(SHORT EXERCISE) Edit the entries from the line containing "the girl's white" through the line containing "pixel 576 176" so that "grass" becomes "lawn", and give those lines again with nothing else changed.

(EXERCISE MATERIAL)
== == ==

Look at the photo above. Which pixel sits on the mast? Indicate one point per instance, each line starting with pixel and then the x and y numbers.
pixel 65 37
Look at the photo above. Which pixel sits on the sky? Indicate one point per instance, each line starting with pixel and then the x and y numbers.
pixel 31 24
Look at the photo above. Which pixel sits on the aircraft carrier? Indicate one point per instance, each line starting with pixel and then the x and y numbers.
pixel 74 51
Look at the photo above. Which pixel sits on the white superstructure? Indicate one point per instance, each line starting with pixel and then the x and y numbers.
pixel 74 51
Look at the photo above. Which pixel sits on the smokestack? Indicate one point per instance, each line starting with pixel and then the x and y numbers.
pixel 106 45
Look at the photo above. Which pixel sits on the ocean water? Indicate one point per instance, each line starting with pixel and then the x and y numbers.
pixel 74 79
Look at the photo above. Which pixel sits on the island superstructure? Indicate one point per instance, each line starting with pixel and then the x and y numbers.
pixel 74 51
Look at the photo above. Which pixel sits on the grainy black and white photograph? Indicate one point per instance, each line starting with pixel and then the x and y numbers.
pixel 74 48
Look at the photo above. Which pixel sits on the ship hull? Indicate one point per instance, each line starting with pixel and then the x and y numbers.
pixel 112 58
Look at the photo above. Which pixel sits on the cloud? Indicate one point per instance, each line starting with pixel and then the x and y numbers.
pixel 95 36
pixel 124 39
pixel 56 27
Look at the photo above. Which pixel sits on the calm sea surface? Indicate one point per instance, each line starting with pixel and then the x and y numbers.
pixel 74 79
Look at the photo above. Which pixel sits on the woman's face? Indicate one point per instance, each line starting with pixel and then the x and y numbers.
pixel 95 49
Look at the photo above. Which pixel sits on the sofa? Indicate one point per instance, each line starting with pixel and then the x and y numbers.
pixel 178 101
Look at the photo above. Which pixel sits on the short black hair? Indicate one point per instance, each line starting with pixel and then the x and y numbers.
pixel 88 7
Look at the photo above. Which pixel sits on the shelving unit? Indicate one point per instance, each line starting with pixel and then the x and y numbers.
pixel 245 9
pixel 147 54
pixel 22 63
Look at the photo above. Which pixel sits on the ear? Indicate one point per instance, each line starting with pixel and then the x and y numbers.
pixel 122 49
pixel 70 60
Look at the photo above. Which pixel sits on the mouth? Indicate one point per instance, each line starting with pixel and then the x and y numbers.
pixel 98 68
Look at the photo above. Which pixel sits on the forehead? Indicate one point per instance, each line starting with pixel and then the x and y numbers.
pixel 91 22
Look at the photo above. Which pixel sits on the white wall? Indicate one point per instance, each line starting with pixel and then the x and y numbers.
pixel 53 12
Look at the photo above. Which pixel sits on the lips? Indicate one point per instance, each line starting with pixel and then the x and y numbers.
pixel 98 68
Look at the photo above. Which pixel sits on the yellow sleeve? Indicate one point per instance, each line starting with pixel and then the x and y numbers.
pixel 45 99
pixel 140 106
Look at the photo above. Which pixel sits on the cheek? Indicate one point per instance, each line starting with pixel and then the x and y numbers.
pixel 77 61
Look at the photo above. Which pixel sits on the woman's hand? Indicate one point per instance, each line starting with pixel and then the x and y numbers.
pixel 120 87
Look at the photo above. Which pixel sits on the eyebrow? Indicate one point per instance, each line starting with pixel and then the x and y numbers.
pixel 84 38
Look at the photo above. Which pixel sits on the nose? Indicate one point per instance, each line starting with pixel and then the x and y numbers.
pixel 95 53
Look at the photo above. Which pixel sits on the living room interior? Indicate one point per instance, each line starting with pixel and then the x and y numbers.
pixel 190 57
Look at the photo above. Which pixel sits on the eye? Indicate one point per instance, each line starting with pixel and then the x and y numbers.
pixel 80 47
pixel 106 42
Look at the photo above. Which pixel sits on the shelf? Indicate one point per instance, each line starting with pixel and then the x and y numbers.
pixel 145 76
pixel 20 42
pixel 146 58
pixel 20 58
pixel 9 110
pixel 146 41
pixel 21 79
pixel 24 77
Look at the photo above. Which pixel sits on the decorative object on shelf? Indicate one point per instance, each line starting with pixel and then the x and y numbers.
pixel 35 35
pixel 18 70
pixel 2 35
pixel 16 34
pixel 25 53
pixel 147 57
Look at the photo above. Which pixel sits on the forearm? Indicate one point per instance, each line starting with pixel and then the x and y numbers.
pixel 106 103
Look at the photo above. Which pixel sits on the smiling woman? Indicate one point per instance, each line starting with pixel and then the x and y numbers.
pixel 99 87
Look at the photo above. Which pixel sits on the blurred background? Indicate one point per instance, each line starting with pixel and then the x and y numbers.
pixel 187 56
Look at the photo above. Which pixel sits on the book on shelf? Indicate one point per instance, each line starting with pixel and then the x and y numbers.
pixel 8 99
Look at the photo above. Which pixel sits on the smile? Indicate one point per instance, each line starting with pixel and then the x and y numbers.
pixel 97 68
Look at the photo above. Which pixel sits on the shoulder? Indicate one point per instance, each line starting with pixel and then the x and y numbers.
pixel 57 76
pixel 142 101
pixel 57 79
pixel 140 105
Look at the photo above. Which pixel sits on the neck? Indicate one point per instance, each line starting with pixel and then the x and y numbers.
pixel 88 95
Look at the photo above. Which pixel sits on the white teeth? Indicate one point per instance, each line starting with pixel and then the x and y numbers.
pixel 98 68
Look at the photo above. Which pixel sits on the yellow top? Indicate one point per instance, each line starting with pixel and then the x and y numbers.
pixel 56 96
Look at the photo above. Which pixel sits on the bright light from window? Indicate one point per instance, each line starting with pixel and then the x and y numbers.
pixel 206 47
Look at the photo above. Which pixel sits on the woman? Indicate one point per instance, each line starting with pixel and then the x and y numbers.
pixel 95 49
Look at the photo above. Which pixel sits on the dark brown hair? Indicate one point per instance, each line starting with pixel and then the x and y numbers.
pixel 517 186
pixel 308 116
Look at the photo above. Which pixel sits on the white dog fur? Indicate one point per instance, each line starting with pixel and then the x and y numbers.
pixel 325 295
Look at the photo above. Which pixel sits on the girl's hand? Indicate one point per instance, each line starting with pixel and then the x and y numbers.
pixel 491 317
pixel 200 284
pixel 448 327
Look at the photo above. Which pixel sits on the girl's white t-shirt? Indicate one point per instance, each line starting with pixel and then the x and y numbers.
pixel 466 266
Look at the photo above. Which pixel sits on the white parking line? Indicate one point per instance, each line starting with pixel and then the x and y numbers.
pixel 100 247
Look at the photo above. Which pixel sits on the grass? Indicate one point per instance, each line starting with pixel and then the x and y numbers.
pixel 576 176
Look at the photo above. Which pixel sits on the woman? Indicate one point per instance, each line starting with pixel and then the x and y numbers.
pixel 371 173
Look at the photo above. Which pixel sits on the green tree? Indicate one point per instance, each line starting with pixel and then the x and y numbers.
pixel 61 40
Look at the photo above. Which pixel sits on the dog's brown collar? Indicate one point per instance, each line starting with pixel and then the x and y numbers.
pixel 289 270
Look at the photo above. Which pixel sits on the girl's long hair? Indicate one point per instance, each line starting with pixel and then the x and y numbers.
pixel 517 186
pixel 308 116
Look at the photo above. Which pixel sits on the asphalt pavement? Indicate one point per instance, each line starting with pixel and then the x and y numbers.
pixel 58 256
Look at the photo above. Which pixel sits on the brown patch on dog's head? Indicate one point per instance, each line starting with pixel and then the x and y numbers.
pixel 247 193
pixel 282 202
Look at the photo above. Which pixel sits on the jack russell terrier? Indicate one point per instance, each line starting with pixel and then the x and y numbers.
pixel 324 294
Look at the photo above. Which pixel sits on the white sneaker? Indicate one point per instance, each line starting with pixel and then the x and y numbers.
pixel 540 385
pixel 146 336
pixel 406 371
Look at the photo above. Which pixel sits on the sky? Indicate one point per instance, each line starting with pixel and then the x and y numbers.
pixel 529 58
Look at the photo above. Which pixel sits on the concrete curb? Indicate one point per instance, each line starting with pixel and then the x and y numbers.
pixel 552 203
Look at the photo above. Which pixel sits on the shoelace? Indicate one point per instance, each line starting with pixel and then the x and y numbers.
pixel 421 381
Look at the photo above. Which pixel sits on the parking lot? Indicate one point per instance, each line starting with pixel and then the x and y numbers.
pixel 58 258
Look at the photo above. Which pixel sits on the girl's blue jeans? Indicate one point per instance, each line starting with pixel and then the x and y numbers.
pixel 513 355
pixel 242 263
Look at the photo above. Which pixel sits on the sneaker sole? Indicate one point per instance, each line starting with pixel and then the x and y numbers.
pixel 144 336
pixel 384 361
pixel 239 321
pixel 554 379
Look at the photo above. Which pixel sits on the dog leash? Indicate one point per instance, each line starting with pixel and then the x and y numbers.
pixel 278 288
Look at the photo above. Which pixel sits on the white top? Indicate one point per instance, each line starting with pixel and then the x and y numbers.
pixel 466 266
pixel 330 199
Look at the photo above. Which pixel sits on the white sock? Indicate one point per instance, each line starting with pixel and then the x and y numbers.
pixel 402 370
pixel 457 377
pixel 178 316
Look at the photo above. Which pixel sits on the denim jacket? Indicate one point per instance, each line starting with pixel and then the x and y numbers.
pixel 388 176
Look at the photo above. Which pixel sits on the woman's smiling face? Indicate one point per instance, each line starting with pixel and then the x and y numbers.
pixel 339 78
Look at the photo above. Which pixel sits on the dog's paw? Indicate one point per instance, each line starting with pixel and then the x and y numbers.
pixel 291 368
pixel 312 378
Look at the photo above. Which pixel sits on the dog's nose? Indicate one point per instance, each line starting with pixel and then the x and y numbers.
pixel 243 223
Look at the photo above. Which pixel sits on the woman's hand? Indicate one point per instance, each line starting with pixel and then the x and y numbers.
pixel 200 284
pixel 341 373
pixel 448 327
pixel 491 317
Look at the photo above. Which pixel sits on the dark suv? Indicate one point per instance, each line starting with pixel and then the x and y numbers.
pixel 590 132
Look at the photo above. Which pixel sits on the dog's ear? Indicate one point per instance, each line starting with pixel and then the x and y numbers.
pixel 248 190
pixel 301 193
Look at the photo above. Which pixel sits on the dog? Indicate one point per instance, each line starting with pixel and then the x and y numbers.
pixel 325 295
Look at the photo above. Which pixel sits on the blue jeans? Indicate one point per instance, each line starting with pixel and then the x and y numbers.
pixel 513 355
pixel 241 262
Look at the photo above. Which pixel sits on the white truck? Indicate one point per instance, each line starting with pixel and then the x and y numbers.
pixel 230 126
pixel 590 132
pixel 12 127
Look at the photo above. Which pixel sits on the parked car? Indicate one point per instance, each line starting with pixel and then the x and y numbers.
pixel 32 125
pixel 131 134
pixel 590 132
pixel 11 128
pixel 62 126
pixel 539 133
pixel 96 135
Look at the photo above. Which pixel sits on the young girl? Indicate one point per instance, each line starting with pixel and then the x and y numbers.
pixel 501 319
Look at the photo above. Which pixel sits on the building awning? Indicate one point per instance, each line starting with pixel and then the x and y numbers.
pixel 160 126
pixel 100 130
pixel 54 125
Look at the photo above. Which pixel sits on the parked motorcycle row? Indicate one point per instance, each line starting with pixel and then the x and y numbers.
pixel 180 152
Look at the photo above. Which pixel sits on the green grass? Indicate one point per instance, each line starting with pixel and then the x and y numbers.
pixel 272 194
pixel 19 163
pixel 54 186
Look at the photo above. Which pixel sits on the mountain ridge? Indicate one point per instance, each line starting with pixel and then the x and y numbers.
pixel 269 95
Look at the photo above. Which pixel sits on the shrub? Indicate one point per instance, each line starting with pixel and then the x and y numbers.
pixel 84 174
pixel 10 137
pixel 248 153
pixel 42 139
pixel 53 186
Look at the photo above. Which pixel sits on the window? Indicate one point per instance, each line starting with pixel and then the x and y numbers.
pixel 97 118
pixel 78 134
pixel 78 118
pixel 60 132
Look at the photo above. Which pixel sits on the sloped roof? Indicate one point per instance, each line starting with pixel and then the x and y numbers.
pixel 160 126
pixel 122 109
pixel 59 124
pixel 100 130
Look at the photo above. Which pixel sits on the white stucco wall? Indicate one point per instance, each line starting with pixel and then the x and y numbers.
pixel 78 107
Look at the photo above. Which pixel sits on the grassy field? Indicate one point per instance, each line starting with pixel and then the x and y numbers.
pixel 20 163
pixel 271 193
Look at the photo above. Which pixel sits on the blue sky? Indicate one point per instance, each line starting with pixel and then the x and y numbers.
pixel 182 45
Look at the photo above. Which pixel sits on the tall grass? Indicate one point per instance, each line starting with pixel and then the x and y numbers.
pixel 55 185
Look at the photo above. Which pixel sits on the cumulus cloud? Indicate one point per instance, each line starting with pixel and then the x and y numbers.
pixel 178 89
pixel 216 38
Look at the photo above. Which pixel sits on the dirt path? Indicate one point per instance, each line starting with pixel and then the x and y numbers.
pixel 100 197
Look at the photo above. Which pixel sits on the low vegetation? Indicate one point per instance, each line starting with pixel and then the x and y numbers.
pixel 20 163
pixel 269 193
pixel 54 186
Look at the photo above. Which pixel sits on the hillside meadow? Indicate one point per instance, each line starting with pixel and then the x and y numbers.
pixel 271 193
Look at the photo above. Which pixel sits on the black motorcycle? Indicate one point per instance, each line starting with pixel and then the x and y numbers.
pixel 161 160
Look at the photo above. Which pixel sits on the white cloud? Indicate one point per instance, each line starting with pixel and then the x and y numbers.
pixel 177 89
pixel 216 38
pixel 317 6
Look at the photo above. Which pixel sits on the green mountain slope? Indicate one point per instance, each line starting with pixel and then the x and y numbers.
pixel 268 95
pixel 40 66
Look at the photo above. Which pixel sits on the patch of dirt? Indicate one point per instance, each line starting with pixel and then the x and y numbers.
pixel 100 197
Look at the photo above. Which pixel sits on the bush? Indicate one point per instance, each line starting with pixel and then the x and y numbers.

== == ==

(RESULT)
Look at the photo above. Which pixel sits on the girl's white t-shirt? Indicate one point per instance, each line starting with pixel and then the x and y numbers.
pixel 466 266
Look at the photo above. Which pixel sits on the white parking line? Indicate one point per instance, each line starting with pixel and then the x and y numbers.
pixel 100 247
Look at the photo above. Which pixel sits on the lawn? Indicate one point per instance, each line starting with pixel and then the x and y numbers.
pixel 576 176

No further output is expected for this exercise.